▶ **Task statement**
Print out the data below. Do not alter a single line.

▶ **Entries shown**
────────────────

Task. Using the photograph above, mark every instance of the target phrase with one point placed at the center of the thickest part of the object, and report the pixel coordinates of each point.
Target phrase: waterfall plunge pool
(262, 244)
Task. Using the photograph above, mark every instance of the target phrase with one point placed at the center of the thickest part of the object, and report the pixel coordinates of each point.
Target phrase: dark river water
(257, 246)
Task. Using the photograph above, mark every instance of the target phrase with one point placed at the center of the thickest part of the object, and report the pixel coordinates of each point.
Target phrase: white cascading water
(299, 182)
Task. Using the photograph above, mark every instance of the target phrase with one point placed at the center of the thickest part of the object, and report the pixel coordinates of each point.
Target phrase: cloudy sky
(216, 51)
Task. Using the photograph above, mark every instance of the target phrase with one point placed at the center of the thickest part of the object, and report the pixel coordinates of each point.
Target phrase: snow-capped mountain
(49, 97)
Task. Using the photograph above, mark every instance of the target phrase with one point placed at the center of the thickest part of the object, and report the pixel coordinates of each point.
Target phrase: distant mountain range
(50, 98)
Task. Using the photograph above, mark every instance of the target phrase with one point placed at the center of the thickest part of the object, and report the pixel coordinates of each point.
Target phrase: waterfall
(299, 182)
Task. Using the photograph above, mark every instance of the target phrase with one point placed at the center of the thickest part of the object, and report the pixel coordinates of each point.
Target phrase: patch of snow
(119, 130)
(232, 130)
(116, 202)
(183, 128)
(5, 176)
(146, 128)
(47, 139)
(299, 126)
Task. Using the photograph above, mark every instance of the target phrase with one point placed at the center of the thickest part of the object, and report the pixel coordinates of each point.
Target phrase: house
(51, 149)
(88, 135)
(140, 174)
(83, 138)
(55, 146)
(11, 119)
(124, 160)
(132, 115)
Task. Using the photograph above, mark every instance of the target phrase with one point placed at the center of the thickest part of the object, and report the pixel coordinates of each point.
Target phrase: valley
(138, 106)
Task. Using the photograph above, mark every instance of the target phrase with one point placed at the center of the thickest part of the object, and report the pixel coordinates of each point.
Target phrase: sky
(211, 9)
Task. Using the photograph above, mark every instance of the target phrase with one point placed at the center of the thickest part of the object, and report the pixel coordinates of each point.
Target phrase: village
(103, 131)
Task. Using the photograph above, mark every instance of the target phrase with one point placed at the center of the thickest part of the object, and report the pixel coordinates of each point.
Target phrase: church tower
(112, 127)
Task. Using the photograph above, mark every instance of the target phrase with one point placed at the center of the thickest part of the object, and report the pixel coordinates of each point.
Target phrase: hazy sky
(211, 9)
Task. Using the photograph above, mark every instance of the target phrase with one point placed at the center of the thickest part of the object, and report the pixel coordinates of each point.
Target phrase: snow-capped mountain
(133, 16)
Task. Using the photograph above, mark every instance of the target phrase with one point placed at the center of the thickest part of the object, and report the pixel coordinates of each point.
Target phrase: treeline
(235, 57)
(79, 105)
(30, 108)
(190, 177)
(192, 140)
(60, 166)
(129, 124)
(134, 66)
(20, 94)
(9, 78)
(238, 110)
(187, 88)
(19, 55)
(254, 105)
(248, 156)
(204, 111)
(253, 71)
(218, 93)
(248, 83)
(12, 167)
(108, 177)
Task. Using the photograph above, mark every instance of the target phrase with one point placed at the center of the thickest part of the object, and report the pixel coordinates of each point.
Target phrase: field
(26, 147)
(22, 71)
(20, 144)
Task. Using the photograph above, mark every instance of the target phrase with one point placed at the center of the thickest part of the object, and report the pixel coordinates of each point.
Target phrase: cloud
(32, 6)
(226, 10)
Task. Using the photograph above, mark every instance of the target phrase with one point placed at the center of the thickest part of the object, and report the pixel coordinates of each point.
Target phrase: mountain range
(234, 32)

────────────────

▶ **Your solution**
Task. Using the photograph above, mark every instance of the target phrase with one point placed at the center of the thickest part of the object, and report the pixel coordinates of each point.
Target phrase: waterfall plunge pool
(262, 244)
Task. Using the photograph above, mark every instance of the target phrase with one point placed at the center of the thickest part of the object, and report the pixel coordinates of each point.
Target phrase: dark river water
(257, 246)
Task. Using the photograph above, mark every instance of the target phrase with one point placed at the center of the thickest part of the object, and report the pixel coordinates of each point.
Target phrase: white cascading water
(299, 182)
Task. Using the photograph above, mark every instance of the target phrase with one point placed at the center of the thickest part of the object, and report the pixel coordinates of each point.
Target phrase: cloudy sky
(216, 51)
Task. Using the photograph above, mark every instance of the target phrase with one point placed at the center of the thickest part of the object, and report the pixel coordinates of each point.
Target phrase: snow-capped mountain
(49, 97)
Task. Using the photograph above, mark every instance of the target phrase with one point placed at the center of the thickest part of the object, and report the pixel coordinates of each point.
Target phrase: distant mountain range
(50, 98)
Task. Using the photograph above, mark every instance of the target phrase with one point placed at the center of the thickest part of the object, and report the pixel coordinates of each point.
Target phrase: waterfall
(299, 182)
Task. Using the photograph above, mark every instance of the target phrase with one point placed at the center of the thickest part of the object, and report the pixel coordinates of each point.
Target phrase: patch of snow
(119, 130)
(232, 130)
(116, 202)
(183, 128)
(5, 176)
(146, 128)
(47, 139)
(299, 126)
Task. Using the photograph above, mark every instance of the target phrase with one point placed at the center of the thickest part of the object, and report the pixel coordinates of each point.
Target phrase: house
(51, 149)
(88, 135)
(140, 174)
(83, 138)
(55, 146)
(11, 119)
(124, 160)
(132, 115)
Task. Using the photograph above, mark every instance of the target phrase with one point placed at the center of the thickest part of the object, and report the pixel coordinates of each point.
Target phrase: valley
(138, 106)
Task. Using the photograph above, mark every instance of the target phrase with one point placed at the center of the thickest part of the object, and report the pixel coordinates of each point.
Target phrase: sky
(211, 9)
Task. Using the photograph above, mark every instance of the target phrase with one point placed at the center of the thickest part of the object, and report the pixel coordinates of each point.
Target phrase: village
(103, 131)
Task. Using the photograph above, mark every instance of the target phrase with one point placed at the center of the thickest part of the object, and report the pixel coordinates of each point.
Target phrase: church tower
(112, 127)
Task. Using the photograph above, mark every instance of the target phrase with one point placed at the center of the thickest part of the object, and report the pixel coordinates of each point.
Target phrase: hazy sky
(211, 9)
Task. Using the photograph above, mark every instance of the target phrase with one point placed at the center of the thickest part of the object, and report the pixel coordinates of each point.
Target phrase: snow-capped mountain
(133, 16)
Task. Using the photograph above, mark every instance of the target phrase with one point placed at the center of the thickest part of the object, and report the pixel coordinates of each point.
Target phrase: treeline
(235, 57)
(79, 105)
(30, 108)
(190, 177)
(192, 140)
(60, 166)
(129, 124)
(134, 66)
(20, 94)
(9, 78)
(238, 110)
(187, 88)
(19, 55)
(254, 105)
(248, 156)
(204, 111)
(253, 71)
(218, 93)
(248, 83)
(12, 167)
(108, 177)
Task. Using the photograph above, mark every instance of the target phrase with one point placed at the center of the thickest part of the object, and report the pixel coordinates of each point.
Target phrase: field
(26, 147)
(22, 71)
(20, 144)
Task. Using the photograph above, mark every instance of the target phrase with one point placed at the center of the thickest part of the object, and report the pixel coordinates of each point.
Target phrase: cloud
(32, 6)
(226, 10)
Task. Using the photograph above, mark every instance of the target phrase with one point placed at the center of the thickest part of the object, and report the pixel coordinates of each point.
Target phrase: mountain range
(234, 32)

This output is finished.